Source text ->
++++
The Salvation Army’s Thrift Store Empire Was Built on Unpaid Labor from Addiction Recovery Participants

EvilCorporations.com • Case No. A169279 • San Francisco Court of Appeal, First District • 34 min read

What It Cost Them That No Court Can Quantify

You’re at one of the lowest points of your life. Addiction has taken things from you that you cannot name, and the law has its hand on your shoulder. You need help, and someone offers it. The Salvation Army says: come in, get clean, we have beds and meals and counseling. You say yes. Of course you say yes.

What they do not tell you clearly enough, in that moment, is that the price of that help is your labor. Not symbolic labor. Not an hour or two of folding clothes as part of a structured routine. Full-time work. Forty hours a week, and sometimes more. The same work the person next to you gets paid at least California minimum wage to do.

Teresa Chase sorted and cleaned donated items, ran errands, took inventory, assisted customers on the floor, operated warehouse machinery, and worked the front desk. Jacob Tyler unloaded trucks, organized clothing racks, built store displays, cleaned bathrooms, helped shoppers, and staffed the residence desk. Justin Spilman loaded and unloaded trucks, sorted donations, and moved carts of goods. None of them received a paycheck. They received a canteen card that only worked inside the facility, a small amount of cash described by the Salvation Army as a “gift,” a bunk, and three meals.

You cannot spend a canteen card at the grocery store. You cannot send it home to your kids. You cannot use it to pay the first month’s rent when you leave the program and try to start over.
++++
Information given ->
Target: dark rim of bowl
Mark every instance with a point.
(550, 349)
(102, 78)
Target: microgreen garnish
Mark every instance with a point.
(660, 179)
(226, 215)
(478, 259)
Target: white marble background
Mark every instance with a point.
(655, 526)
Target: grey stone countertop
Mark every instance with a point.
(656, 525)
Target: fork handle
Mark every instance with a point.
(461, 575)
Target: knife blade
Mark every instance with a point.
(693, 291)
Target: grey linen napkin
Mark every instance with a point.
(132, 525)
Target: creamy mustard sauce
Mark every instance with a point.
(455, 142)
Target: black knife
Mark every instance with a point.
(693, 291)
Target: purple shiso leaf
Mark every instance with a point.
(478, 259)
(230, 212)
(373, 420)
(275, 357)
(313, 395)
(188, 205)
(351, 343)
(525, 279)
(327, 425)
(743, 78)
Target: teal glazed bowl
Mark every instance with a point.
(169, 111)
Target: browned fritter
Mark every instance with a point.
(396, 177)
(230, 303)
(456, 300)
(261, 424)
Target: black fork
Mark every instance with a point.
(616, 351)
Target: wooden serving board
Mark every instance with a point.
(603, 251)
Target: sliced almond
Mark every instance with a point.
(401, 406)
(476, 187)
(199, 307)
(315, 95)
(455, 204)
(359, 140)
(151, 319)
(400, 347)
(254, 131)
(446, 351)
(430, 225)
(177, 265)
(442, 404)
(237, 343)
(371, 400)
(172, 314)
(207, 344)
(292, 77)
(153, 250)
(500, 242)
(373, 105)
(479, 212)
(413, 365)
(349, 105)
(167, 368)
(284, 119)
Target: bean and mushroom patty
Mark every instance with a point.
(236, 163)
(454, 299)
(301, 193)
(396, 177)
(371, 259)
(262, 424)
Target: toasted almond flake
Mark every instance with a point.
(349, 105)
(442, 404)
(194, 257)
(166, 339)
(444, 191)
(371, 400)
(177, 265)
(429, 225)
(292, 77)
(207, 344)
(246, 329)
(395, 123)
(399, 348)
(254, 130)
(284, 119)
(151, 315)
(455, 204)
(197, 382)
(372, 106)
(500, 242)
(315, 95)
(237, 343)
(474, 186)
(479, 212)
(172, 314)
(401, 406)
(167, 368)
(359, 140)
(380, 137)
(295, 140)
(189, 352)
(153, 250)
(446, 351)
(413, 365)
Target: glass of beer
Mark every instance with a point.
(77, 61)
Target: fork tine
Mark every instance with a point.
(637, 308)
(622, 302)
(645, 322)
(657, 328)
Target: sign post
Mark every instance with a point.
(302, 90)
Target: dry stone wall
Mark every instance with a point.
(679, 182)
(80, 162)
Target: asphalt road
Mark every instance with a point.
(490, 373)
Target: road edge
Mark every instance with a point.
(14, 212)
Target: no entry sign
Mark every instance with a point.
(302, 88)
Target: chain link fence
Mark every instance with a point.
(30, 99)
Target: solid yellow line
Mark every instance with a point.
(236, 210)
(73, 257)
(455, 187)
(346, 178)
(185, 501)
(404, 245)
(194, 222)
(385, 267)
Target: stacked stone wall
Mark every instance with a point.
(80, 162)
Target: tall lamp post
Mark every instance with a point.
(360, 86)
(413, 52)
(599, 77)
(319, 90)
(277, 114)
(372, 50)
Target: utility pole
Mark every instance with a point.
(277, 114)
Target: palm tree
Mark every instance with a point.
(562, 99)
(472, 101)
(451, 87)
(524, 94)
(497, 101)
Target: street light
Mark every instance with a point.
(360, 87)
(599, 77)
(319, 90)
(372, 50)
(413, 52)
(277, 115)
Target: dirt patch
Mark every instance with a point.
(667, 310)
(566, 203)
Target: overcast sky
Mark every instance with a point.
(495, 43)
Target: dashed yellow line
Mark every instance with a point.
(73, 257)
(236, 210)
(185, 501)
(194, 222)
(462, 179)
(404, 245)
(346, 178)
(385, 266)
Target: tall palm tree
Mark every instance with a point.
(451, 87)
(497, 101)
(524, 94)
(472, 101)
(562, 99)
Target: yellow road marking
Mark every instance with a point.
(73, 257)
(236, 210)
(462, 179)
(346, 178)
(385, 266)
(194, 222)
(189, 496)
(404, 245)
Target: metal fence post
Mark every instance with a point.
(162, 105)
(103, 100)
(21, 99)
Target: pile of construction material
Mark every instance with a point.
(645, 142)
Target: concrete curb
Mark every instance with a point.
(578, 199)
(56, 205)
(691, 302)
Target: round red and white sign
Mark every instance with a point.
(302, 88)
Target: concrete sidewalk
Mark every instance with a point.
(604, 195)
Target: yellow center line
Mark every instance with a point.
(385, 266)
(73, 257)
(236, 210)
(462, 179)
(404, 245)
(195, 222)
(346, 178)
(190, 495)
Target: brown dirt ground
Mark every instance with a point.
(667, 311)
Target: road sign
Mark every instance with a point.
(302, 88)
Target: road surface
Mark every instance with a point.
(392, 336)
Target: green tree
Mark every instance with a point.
++++
Instructions ->
a: Answer these from the Salvation Army article, one answer per line, marked like the questions:
(i) How much work per week does the article describe?
(ii) What tasks did Justin Spilman do?
(iii) Which court is named in the article's header?
b: State whether each statement agrees with the Salvation Army article. Answer yes or no, and quote the deciding words exactly.
(i) The workers described in the article received a paycheck.
(ii) The canteen card worked only inside the facility.
(iii) A canteen card can be spent at the grocery store.
c: Rewrite the passage of the Salvation Army article between "Teresa Chase sorted" and "to start over.", inclusive, replacing "canteen card" with "store voucher".

Solutions below ->
a:
(i) Forty hours a week, and sometimes more.
(ii) He loaded and unloaded trucks, sorted donations, and moved carts of goods.
(iii) San Francisco Court of Appeal, First District.

b:
(i) No: "None of them received a paycheck."
(ii) Yes: "a canteen card that only worked inside the facility"
(iii) No: "You cannot spend a canteen card at the grocery store."

c:
Teresa Chase sorted and cleaned donated items, ran errands, took inventory, assisted customers on the floor, operated warehouse machinery, and worked the front desk. Jacob Tyler unloaded trucks, organized clothing racks, built store displays, cleaned bathrooms, helped shoppers, and staffed the residence desk. Justin Spilman loaded and unloaded trucks, sorted donations, and moved carts of goods. None of them received a paycheck. They received a store voucher that only worked inside the facility, a small amount of cash described by the Salvation Army as a “gift,” a bunk, and three meals.

You cannot spend a store voucher at the grocery store. You cannot send it home to your kids. You cannot use it to pay the first month’s rent when you leave the program and try to start over.